**Your goal:** Extract exactly and only the lines of the data below, starting at the line with "For each instance of the bright" and stopping after the final line.

**Supplied data:**
※ ※ ※

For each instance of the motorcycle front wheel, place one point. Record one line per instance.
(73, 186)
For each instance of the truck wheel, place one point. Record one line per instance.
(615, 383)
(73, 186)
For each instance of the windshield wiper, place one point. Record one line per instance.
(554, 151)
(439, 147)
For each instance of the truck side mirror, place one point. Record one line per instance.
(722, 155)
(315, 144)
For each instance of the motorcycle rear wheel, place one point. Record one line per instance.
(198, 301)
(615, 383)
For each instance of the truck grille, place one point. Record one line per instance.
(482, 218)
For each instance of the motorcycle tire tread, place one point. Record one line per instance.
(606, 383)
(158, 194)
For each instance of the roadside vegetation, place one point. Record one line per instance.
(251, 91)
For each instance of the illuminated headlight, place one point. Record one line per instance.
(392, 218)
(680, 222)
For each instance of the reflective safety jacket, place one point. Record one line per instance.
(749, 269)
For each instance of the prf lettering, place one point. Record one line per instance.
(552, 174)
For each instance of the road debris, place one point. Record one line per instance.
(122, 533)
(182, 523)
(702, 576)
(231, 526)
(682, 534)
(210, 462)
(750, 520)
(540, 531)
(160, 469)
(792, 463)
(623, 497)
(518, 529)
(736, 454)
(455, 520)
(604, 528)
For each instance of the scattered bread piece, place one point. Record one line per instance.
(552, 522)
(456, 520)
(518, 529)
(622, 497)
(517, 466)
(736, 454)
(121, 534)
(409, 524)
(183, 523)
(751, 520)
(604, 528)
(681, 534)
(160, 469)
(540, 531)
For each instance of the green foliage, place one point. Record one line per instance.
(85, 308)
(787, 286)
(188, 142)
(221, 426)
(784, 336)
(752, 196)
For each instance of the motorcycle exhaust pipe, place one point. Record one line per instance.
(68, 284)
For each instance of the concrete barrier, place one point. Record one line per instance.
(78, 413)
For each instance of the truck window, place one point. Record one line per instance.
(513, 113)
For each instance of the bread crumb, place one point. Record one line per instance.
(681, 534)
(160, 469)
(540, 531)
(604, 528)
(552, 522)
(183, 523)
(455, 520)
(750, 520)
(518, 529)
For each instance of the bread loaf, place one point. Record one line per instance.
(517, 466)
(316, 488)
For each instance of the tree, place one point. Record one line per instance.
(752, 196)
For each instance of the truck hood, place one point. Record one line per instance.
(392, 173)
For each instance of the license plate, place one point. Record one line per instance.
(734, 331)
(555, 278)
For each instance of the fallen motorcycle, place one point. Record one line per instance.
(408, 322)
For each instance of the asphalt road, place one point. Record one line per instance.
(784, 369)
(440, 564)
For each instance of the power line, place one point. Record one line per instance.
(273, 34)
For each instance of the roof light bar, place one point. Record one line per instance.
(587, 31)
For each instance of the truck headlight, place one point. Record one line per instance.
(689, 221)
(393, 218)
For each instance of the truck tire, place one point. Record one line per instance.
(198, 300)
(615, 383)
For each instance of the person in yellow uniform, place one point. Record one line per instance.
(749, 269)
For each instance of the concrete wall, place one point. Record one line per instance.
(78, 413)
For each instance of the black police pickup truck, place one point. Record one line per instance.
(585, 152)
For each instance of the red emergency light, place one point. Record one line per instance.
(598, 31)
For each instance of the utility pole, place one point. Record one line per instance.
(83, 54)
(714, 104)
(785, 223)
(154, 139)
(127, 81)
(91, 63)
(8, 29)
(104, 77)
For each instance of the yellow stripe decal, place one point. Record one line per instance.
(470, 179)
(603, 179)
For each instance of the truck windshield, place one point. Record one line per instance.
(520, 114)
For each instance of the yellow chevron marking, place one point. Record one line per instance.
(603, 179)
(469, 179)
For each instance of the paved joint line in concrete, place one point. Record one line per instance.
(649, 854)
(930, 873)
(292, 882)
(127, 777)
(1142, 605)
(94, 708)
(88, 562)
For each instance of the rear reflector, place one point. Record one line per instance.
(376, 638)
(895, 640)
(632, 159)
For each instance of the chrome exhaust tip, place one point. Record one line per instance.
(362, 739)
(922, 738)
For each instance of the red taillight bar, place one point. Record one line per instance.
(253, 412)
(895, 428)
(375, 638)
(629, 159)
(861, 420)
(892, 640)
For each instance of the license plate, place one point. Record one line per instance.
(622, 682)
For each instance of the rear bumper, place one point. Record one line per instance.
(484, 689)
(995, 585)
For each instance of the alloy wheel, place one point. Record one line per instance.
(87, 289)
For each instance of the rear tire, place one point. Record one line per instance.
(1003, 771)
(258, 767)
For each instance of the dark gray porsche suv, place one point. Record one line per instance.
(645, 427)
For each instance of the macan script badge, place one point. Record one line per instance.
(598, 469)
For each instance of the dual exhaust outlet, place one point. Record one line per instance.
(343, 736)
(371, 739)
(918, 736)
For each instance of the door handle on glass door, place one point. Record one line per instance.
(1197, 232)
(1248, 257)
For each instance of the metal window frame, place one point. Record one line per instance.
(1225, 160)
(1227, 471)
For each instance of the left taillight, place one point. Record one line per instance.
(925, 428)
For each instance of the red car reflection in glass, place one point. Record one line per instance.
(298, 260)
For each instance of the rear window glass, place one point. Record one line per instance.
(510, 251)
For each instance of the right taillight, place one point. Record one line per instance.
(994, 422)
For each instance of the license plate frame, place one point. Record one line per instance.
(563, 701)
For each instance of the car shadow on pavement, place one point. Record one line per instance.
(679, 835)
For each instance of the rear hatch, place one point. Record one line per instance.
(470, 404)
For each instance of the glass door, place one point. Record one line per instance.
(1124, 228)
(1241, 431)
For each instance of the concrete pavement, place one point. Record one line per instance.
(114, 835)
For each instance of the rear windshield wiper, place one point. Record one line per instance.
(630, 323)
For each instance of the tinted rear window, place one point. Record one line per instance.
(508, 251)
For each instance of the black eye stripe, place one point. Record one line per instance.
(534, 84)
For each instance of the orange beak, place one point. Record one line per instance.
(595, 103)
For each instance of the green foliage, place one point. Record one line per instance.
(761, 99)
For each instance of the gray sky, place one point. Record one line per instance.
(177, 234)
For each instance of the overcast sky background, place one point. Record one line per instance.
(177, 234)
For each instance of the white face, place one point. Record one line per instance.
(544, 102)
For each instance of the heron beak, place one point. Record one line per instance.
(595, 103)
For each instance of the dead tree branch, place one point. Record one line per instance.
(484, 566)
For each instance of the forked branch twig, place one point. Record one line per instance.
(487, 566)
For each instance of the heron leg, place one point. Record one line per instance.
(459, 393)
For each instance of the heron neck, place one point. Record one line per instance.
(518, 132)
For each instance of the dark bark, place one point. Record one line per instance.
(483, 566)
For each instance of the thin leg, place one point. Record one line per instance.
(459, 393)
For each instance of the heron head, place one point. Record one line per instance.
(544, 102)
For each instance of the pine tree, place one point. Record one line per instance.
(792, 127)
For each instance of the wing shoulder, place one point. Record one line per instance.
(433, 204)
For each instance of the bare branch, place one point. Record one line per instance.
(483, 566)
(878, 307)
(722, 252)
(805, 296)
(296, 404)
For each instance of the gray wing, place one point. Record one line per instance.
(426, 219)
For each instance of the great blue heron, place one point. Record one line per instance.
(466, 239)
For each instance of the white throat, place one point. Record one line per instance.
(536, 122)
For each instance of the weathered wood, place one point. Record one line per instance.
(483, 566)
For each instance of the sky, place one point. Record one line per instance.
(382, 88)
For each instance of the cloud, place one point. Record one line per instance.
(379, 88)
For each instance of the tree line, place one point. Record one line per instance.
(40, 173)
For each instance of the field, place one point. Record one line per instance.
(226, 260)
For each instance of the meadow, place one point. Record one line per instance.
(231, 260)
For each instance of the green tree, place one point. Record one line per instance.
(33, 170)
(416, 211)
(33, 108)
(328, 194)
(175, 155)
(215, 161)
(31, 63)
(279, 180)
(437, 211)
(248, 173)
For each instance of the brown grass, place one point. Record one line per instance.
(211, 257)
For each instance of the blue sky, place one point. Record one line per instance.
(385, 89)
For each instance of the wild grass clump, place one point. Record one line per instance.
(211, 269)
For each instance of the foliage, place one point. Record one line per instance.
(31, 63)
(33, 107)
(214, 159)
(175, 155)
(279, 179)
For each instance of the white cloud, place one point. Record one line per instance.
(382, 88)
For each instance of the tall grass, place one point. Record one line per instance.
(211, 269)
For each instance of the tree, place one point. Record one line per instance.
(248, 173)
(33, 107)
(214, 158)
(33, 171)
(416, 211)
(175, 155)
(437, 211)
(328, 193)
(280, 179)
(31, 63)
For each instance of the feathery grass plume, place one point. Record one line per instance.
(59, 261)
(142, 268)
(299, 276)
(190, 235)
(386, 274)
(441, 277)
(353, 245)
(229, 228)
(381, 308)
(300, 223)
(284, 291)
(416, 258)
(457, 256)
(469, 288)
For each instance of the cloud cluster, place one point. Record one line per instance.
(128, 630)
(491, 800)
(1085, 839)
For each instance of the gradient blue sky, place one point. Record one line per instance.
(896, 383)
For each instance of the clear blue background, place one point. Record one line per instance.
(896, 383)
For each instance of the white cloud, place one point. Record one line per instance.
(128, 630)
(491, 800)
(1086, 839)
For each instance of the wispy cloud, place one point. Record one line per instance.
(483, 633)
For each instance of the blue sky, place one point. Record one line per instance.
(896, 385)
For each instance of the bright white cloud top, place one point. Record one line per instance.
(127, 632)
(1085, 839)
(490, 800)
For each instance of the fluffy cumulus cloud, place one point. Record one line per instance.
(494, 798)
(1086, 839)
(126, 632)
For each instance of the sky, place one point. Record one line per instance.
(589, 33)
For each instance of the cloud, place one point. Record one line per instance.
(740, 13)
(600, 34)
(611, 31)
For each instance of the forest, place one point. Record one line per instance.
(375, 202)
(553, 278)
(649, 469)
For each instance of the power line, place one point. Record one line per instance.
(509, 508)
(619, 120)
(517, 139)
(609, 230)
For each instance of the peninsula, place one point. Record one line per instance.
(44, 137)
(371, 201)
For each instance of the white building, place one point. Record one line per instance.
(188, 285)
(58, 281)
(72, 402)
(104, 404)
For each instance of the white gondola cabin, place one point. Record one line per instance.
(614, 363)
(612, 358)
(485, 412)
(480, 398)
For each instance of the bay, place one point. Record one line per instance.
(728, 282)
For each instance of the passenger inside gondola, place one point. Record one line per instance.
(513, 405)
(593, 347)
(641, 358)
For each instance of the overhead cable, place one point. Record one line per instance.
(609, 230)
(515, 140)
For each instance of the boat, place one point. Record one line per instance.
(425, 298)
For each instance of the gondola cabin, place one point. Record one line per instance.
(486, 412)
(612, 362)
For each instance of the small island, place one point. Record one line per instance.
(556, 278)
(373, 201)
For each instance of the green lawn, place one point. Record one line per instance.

※ ※ ※

**Response:**
For each instance of the bright white cloud top, place one point. Record one line per instance.
(127, 632)
(1085, 839)
(490, 800)
For each instance of the fluffy cumulus cloud, place one point. Record one line per instance.
(494, 798)
(1086, 839)
(126, 632)
For each instance of the sky, place one point. Record one line per instance.
(589, 33)
For each instance of the cloud, place one point. Record one line per instance.
(740, 13)
(600, 34)
(611, 31)
For each instance of the forest, place one point. Record one line per instance.
(375, 202)
(553, 278)
(649, 469)
For each instance of the power line, place one point. Record one line per instance.
(509, 508)
(619, 120)
(517, 139)
(609, 230)
For each instance of the peninsula, place one point. Record one line per instance.
(44, 137)
(371, 201)
For each instance of the white building, place one point. Record one line per instance.
(188, 285)
(58, 281)
(72, 402)
(104, 404)
For each instance of the white gondola cabin, place one point. Record one line per instance.
(614, 363)
(612, 358)
(485, 412)
(480, 398)
For each instance of the bay, place one point. Record one line per instance.
(728, 282)
For each instance of the passenger inside gondola, place one point. Record one line per instance.
(513, 405)
(593, 347)
(641, 358)
For each instance of the overhead cable, place one point. Record one line per instance.
(609, 230)
(515, 140)
For each instance of the boat, place one point. Record one line per instance.
(425, 298)
For each instance of the gondola cabin, place one point. Record one line per instance.
(486, 412)
(612, 362)
For each instance of the small island, place one point. Record one line per instance.
(556, 278)
(373, 201)
For each instance of the green lawn, place one point. Record one line per instance.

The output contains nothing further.